** Page excerpt **
105. AJI GARTA, dying with hunger, was going to destroy his own son (named SuʼNAH-s'E'P'HA) by selling him for some cattle ; yet he was guilty of no crime, since he only sought a remedy against famishing :

106. VA'MADE'VA, who well knew right and wrong, was by no means rendered impure, though desirous, when oppressed with hunger, of eating the flesh of dogs for the preservation of his life :

107. BHARADWA'Ja, eminent in devotion, when he and his son were almost starved in a dreary forest, accepted several cows from the carpenter VRIDHU:

103. VISWA'MITRA too, than whom none better knew the distinctions between virtue and vice, resolved, when he was perishing with hunger, to eat the haunch of a dog, which he had received from a Chandala.

109. Among the acts generally disapproved, namely, accepting presents from low men, assisting them to sacrifice, and explaining the scripture to them, the receipt of presents is the meanest in this world, and the most blamed in a Bráhmen after his present life;

110. Because assisting to sacrifice and explaining the scripture are two acts always performed for those, whose minds have been improved by the sacred initiation ; but gifts are also received from a servile man of the lowest class.

** Data **
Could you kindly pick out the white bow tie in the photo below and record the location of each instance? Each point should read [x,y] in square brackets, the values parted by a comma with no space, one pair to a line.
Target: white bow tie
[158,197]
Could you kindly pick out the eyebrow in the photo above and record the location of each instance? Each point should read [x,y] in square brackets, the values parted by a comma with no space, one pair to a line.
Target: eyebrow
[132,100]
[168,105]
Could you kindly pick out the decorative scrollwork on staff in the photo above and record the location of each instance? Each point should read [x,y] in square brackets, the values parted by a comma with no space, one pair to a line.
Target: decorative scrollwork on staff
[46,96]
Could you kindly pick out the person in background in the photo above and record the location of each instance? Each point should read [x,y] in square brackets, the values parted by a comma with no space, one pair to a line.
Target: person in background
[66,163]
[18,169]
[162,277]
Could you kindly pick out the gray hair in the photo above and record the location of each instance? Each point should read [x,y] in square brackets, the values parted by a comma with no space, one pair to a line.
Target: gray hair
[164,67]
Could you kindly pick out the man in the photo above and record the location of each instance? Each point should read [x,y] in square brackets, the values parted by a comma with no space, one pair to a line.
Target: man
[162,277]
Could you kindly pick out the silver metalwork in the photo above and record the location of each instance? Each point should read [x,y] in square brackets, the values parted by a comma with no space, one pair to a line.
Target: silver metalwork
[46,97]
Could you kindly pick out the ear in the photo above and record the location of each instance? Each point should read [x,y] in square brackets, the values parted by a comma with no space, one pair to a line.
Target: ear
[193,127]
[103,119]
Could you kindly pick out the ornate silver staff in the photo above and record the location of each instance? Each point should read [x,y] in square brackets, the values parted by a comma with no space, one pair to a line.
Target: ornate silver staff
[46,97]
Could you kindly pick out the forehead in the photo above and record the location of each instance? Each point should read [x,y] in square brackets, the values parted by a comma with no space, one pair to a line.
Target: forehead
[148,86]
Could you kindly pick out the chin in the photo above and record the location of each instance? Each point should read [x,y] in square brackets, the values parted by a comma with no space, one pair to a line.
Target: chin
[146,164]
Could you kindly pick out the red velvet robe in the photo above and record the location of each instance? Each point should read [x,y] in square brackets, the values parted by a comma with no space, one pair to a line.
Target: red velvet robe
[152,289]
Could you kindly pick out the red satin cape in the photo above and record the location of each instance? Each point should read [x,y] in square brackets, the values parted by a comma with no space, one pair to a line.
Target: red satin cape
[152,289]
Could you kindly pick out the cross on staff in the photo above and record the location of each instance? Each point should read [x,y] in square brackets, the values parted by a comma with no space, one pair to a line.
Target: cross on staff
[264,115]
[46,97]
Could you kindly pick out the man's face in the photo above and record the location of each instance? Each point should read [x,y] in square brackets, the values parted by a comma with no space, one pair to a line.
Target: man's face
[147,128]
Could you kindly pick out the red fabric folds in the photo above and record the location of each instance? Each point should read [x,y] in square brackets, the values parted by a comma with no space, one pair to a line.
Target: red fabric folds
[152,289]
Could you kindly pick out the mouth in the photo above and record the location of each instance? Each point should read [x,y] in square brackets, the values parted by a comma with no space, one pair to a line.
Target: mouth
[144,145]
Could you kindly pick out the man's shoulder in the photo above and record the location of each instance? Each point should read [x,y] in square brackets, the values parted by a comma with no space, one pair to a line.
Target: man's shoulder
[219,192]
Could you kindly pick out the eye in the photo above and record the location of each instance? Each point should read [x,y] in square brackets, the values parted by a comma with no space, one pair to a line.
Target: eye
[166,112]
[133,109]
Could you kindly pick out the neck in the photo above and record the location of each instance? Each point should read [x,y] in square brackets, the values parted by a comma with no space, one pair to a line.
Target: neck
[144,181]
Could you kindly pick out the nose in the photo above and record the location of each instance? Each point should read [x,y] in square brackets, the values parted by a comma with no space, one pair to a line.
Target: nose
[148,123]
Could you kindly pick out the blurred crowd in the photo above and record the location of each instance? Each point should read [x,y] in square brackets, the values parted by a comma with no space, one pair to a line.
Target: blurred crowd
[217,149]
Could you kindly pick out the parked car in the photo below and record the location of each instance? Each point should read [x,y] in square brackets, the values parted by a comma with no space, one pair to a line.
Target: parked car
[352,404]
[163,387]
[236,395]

** Objectives **
(A) Retype the passage on sages driven by hunger word for word, between "106. VA'MADE'VA, who" and "from a Chandala.", inclusive.
(B) Continue the passage on sages driven by hunger from the point where it stops.

** Expected answers **
(A)
106. VA'MADE'VA, who well knew right and wrong, was by no means rendered impure, though desirous, when oppressed with hunger, of eating the flesh of dogs for the preservation of his life :

107. BHARADWA'Ja, eminent in devotion, when he and his son were almost starved in a dreary forest, accepted several cows from the carpenter VRIDHU:

103. VISWA'MITRA too, than whom none better knew the distinctions between virtue and vice, resolved, when he was perishing with hunger, to eat the haunch of a dog, which he had received from a Chandala.

(B)
111. The guilt, incurred by assisting low men to sacrifice and by teaching them the scripture, is removed by repetitions of the gayatri and oblations to fire; but that, incurred by accepting gifts from them, is expiated only by abandoning the gifts and by rigorous devotion.

112. It were better for a Bráhmen, who could not maintain himself, to glean ears and grains after harvest from the field of any person whatever : gleaning whole ears would be better than accepting a present, and picking up single grains would be still more laudable.

113. Bráhmens, who keep house, and are in want of any metals except gold and silver, or of other articles for good uses, may ask the king for them, if he be of the military class; but a king, known to be avaricious and unwilling to give, must not be solicited.

114. The foremost, in order, of these things may be received more innocently than that, which follows it: a field untilled, a tilled field, cows, goats, sheep, precious metals or gems, new grain, dressed grain.

115. THERE are seven virtuous means of acquiring property; succession, occupancy or donation, and purchase or exchange, which are allowed to all classes ; conquest, which is peculiar to the military class ; lending at interest, husbandry or commerce, which belong to the mercantile class ; and acceptance of presents, by the sacerdotal class, from respectable men.

116. Learning, except that contained in the scriptures, art, as mixing perfumes and the like, work for wages, menial service, attendance on cattle, traffick, agriculture, content with little, alms, and receiving high interest on money, are ten modes of subsistence in times of distress.

117. Neither a priest nor a military man, though distressed, must receive interest on loans, but each of them, if he please, may pay the small interest permitted by law, on borrowing for some pious use, to the sinful man, who demands it.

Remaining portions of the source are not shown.